Precise regulation of gene expression is crucial for organismal development. However, knowledge of regulatory genomic sequences (functional sequences), their targets, and modes of activation remains limited. Recently, tiling CRISPR screens have been developed for the unbiased interrogation of the genome within its native context. These screens leverage the CRISPR-Cas9 system to perturb putative functional sequences and examine their effects on gene expression. This approach makes it possible to identify functional sequences as well as their target genes. In this dissertation I will highlight the aspects of tiling CRISPR screens that make them both attractive to use as well as difficult to analyze and present the different analytical approaches to date. Notably, I will describe our method RELICS, which models several key components of tiling CRISPR screens to accurately identify functional sequences.
In the first chapter I describe a simulation tool, CRSsim, which I developed to systematically evaluate different analysis methods for CRISPR screens against one another. This chapter highlights the importance of simulations and shows how I statistically recreated the generative process of data from CRISPR screens to simulate realistic data sets for benchmarking.

* What this exercise asks
1. Reproduce the part of the CRISPR screens text between "In the first" and "sets for benchmarking.", inclusive.
2. For each statement below, say whether the CRISPR screens text supports it, answering yes or no and quoting the words that decide it. (a) CRSsim was developed to compare analysis methods for CRISPR screens. (b) Tiling CRISPR screens use the CRISPR-Cas9 system to perturb putative functional sequences. (c) Knowledge of regulatory genomic sequences and their targets is described as extensive.

* Dataset records
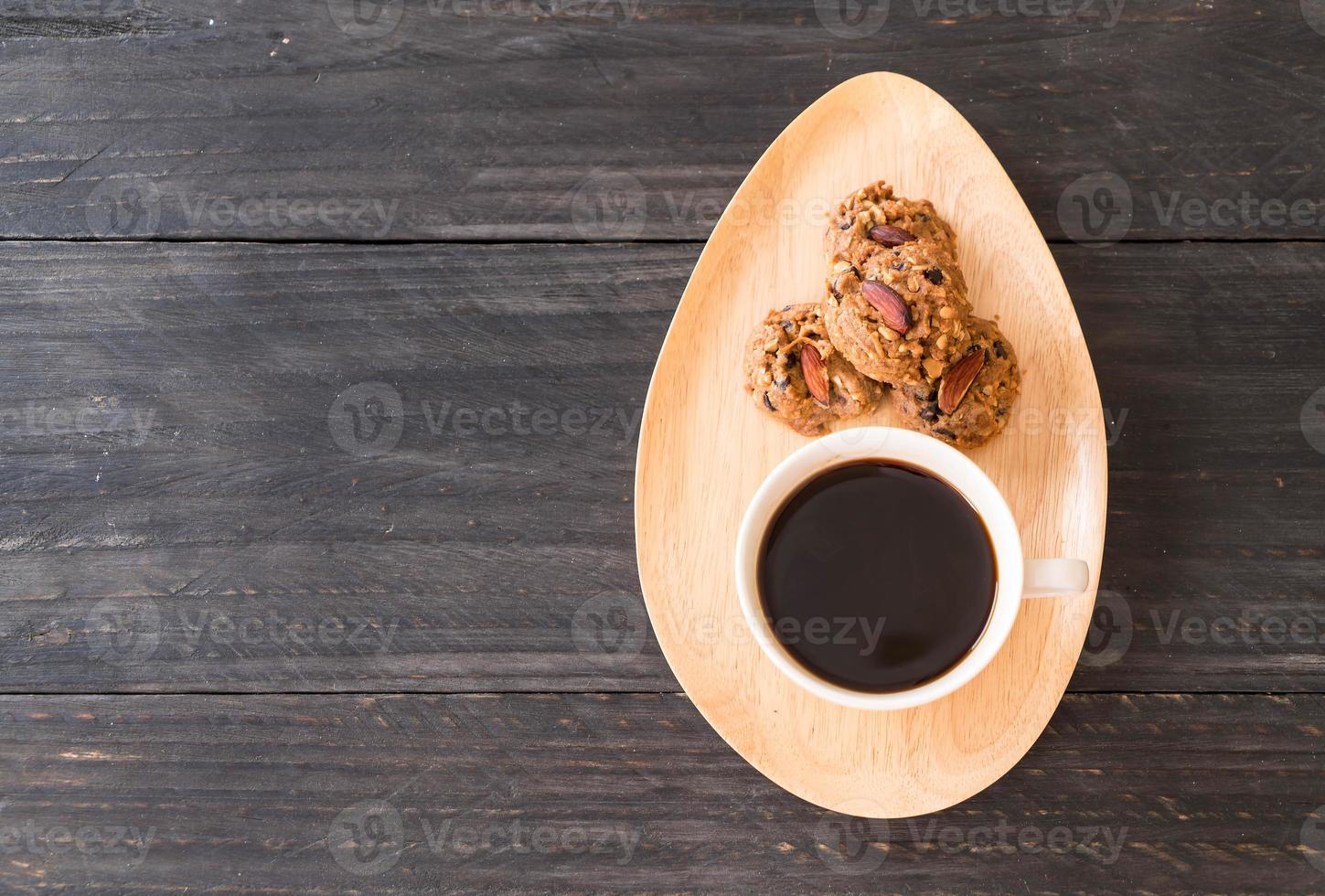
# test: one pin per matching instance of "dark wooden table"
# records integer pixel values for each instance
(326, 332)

==

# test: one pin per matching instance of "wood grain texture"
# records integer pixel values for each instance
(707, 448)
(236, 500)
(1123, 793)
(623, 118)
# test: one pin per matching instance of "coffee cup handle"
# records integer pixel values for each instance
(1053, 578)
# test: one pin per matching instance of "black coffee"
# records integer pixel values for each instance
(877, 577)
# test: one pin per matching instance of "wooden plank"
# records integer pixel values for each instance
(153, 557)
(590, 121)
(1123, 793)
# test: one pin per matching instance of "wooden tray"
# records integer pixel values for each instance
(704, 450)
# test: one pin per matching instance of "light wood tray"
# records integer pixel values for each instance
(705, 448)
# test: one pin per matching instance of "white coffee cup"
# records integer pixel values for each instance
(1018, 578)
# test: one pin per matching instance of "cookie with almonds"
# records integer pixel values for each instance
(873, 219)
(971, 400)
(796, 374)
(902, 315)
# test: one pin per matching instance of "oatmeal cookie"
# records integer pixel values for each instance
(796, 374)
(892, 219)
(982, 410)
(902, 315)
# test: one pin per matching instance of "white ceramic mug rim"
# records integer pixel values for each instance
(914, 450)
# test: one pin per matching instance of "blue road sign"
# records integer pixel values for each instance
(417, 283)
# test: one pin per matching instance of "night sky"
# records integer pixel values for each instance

* Answers for each item
1.
In the first chapter I describe a simulation tool, CRSsim, which I developed to systematically evaluate different analysis methods for CRISPR screens against one another. This chapter highlights the importance of simulations and shows how I statistically recreated the generative process of data from CRISPR screens to simulate realistic data sets for benchmarking.

2.
(a) Yes: "CRSsim, which I developed to systematically evaluate different analysis methods for CRISPR screens against one another"
(b) Yes: "These screens leverage the CRISPR-Cas9 system to perturb putative functional sequences"
(c) No: "knowledge of regulatory genomic sequences (functional sequences), their targets, and modes of activation remains limited"